▸ **What you should do**
Produce an exact copy of all the data below, dropping every image.

▸ **Data**
[Start of section]
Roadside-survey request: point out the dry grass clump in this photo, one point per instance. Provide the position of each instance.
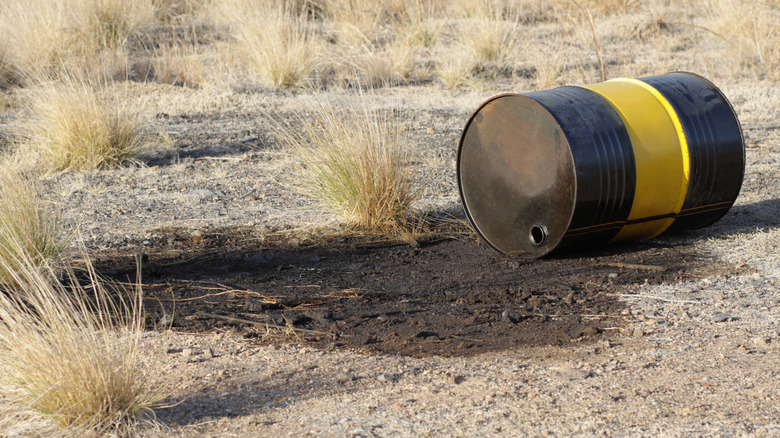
(45, 36)
(361, 62)
(356, 162)
(176, 63)
(278, 46)
(31, 230)
(78, 125)
(69, 352)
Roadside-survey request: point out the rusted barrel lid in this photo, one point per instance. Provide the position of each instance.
(620, 160)
(526, 160)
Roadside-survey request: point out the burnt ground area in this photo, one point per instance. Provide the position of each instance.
(446, 297)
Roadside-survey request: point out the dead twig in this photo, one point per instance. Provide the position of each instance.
(654, 297)
(637, 266)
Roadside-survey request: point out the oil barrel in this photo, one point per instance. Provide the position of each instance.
(624, 159)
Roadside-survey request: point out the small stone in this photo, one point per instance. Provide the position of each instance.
(512, 315)
(248, 139)
(590, 331)
(759, 342)
(257, 258)
(389, 377)
(344, 377)
(165, 321)
(722, 317)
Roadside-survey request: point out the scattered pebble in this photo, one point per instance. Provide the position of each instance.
(590, 331)
(389, 377)
(344, 377)
(512, 315)
(722, 317)
(760, 342)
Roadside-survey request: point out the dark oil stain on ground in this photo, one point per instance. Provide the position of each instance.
(449, 297)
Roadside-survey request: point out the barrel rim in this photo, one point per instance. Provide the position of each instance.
(739, 128)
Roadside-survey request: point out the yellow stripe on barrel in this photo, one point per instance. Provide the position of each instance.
(660, 152)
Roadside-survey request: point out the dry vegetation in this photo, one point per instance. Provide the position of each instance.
(66, 62)
(355, 161)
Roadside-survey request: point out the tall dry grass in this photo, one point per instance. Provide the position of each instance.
(47, 36)
(70, 352)
(67, 352)
(356, 162)
(76, 124)
(752, 32)
(278, 45)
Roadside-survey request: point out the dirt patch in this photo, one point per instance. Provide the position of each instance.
(449, 298)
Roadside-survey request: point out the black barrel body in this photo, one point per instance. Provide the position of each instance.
(584, 165)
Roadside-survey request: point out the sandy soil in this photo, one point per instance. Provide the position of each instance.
(688, 355)
(691, 355)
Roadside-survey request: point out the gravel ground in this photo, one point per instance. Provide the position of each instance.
(697, 358)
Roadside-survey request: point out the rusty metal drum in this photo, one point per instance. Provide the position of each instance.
(620, 160)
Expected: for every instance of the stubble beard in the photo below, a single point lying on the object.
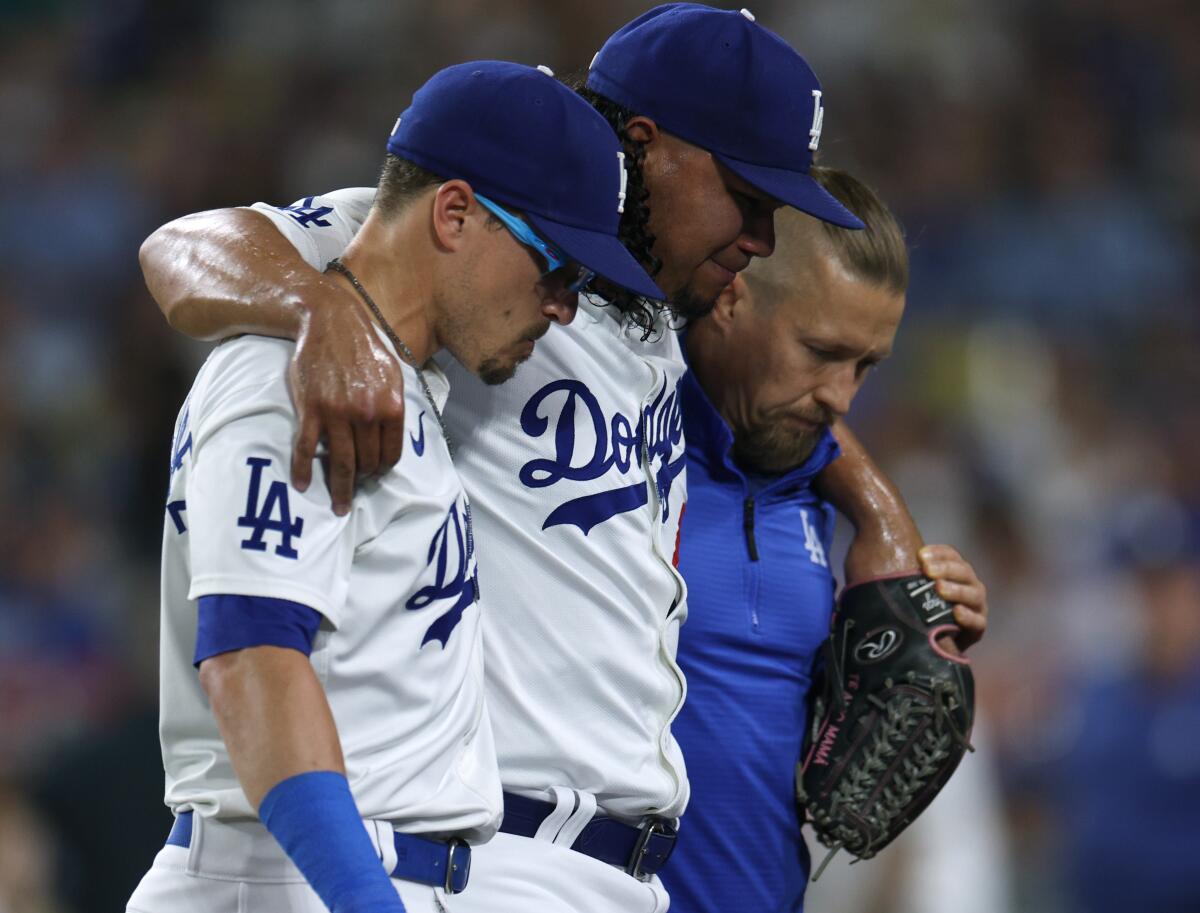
[End of section]
▸ **Solution to this problem**
Roadside-survey request: point out the dry grass clump in this photo, one point per instance. Provide the position of each instance.
(45, 36)
(361, 62)
(356, 162)
(176, 63)
(278, 46)
(31, 230)
(78, 125)
(69, 352)
Roadside-survey request: point out the rusted barrel lid in this photo, one point per instance. Provide the position of each instance.
(620, 160)
(526, 160)
Roadside-survey request: point out the burnt ground area in this photo, one point per instance. Provide the position of each instance.
(446, 297)
Roadside-survey request: point out the dead twig in this photo, one point per instance. Provide the position of each instance.
(654, 297)
(637, 266)
Roadside-survey request: point out the oil barrel in this photo, one point per instance. Provide the position of each instance.
(624, 159)
Roadside-survey request: point out the small stone in this photo, one point per instance. Provide the position of each instance.
(512, 315)
(248, 139)
(590, 331)
(759, 342)
(257, 258)
(389, 377)
(344, 377)
(165, 321)
(722, 317)
Roadside-survey request: point out the scattered pebble in this photo, one point per instance. Provide the position of each instance.
(590, 331)
(389, 377)
(344, 377)
(512, 315)
(722, 317)
(760, 342)
Roadside-survey request: point out the dark oil stain on ground in this photo, one point per instance. Provide the position of each instance.
(449, 297)
Roadside-survey request: point out the barrel rim in this photo, one point per instance. Provide the position of each instance.
(739, 128)
Roadside-survey request: point out the yellow stripe on barrel in this photo, one point per instance. Provide the position of each instance.
(660, 152)
Roadside-survey request: point out the dry vegetation in this photo, one point per instance. Provide the position of each instance.
(66, 62)
(355, 161)
Roadside-survey request: point out the tall dry grass in this photo, one point per instance. Provide the position of each instance.
(47, 36)
(70, 352)
(67, 352)
(356, 162)
(76, 124)
(752, 32)
(278, 45)
Roadside-survey request: point out the dirt patch in this photo, one point per instance. Provide the position of each instance.
(449, 298)
Roadside-survey request: point out the black barrel body in this photo, one point per instance. Provide the position of each instance.
(584, 165)
Roadside-survey request: point out the sandy soil in this photo, one point per instance. Provide the position of each instance.
(688, 355)
(691, 355)
Roadside-survey request: point out the gravel ground in this photo, one point per instance. Provide the position of each instance.
(697, 358)
Roadside-survey request: point out the rusty metal drum in this photo, one point per instance. Provide the position of each instance.
(620, 160)
Expected: for every instance of the stubble beard in the photo below, a single point lying on the object.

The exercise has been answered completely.